### 摘录
* * * * * * *

“盖可保险的问题与1964年美国运通所爆发的色拉油丑闻事件类似,两家公司皆为一时之选,一时的打击并未毁掉其原本的经济基础,就像是一个身体健壮的人得到局部可切除的肿瘤,只要遇到一位经验丰富的医生,就能化险为夷。 ”

这是“合适价格买入优质公司之”思维之外的另一种投资方法:王子落难投资法。

这种投资方法可以创造“烟蒂价格买入优秀公司”的机会。

02

我们都是时间旅行者,为了寻找生命中的光,终其一生,行走在漫长的旅途上。

——安迪·安德鲁斯

盖可保险公司:王子落难记

如你所见到的,我们的持股成本约4,700万美元,分别是在1976年与1980年分两次投入,依实际配息情况,我们每年约从盖可保险认列300万元的利益,但实际上每年可分得的盈余却高达2,000万元,换言之,我们光是在该公司未分配的盈余就达伯克希尔帐面盈余的四成左右。

另外我们必须强调的是我们完全赞同盖可保险经营阶层将剩下属于我们的1,700万保留起来未予分配的做法,因为在此同时,盖可保险于近两年内陆续买回自家股票,使得该公司流通在外的股份由3,400万股缩减至2,100万股,大大增进了原有股东的权益,如此对待股东的方式实在是无话可说。 

 过去几年我们一再提到买进那些具有转机题材的产业令人大失所望的结果,这些年我们大约接触了数百家这样的公司,最后不管是真正投入与否,我们都持续追踪其后续发展,在比较过预期以及实际的表现后,我们的结论是,除了少数的例外,当一个赫赫有名的经营者遇到一个逐渐没落的夕阳产业时,往往是后者占了上风。

* * * * * * *

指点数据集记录
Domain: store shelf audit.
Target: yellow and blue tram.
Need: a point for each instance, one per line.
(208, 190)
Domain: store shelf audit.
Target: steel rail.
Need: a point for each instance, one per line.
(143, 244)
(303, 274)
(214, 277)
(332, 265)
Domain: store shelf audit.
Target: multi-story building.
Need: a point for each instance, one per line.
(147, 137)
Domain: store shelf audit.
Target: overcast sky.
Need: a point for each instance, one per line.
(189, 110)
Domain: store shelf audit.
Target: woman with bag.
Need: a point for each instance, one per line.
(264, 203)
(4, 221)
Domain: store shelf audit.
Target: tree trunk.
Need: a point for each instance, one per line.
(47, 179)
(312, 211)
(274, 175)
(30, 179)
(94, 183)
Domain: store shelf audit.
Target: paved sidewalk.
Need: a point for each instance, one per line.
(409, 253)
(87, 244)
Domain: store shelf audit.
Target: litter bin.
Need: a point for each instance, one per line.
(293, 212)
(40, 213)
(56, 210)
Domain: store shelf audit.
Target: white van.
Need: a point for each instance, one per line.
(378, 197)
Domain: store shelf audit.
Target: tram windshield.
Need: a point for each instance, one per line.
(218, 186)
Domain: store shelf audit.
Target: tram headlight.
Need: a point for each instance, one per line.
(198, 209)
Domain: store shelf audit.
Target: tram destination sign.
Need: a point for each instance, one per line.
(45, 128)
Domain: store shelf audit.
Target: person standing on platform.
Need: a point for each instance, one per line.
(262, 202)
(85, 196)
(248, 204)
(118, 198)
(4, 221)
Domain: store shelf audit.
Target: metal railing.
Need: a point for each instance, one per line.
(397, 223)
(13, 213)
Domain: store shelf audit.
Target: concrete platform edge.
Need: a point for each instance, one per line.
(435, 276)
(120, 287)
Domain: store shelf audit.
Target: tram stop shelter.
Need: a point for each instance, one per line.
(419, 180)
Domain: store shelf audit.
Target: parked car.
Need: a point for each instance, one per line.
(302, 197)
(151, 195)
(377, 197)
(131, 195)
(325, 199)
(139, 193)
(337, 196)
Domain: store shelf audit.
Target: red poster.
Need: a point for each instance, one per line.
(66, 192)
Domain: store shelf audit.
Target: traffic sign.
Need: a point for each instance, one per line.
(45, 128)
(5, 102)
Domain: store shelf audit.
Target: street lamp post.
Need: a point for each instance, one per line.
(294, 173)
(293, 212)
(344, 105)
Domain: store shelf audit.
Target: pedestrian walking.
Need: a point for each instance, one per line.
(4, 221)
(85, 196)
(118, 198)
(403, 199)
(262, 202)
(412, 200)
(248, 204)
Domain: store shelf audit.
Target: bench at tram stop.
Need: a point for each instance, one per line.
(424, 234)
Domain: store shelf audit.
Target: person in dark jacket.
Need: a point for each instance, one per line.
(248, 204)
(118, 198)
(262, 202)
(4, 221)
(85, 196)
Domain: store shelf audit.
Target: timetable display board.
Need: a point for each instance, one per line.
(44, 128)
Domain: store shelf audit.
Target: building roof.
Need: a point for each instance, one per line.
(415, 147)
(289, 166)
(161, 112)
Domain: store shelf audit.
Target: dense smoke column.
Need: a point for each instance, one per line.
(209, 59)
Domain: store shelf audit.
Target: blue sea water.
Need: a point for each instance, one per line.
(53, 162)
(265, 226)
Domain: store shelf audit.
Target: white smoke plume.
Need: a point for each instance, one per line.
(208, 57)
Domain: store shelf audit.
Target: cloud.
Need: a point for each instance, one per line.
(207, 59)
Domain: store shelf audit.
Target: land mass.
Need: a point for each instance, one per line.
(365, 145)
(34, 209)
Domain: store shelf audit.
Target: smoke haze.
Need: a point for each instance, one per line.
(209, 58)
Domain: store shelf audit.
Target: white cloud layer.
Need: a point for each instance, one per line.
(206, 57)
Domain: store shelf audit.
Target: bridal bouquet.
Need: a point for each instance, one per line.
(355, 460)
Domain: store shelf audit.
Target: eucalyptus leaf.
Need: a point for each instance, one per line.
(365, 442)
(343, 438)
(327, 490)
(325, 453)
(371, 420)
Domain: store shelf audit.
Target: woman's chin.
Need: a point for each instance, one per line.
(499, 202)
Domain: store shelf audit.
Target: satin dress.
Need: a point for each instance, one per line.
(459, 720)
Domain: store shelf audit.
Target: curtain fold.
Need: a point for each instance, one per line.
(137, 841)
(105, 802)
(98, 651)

* * * * * * *

### 书面练习
根据上面的摘录,用一到三句话说明作者为什么完全赞同盖可保险经营阶层把属于“我们”的1,700万保留起来、不予分配。

### 练习答案
因为在此同时,盖可保险于近两年内陆续买回自家股票,使该公司流通在外的股份由3,400万股缩减至2,100万股,大大增进了原有股东的权益。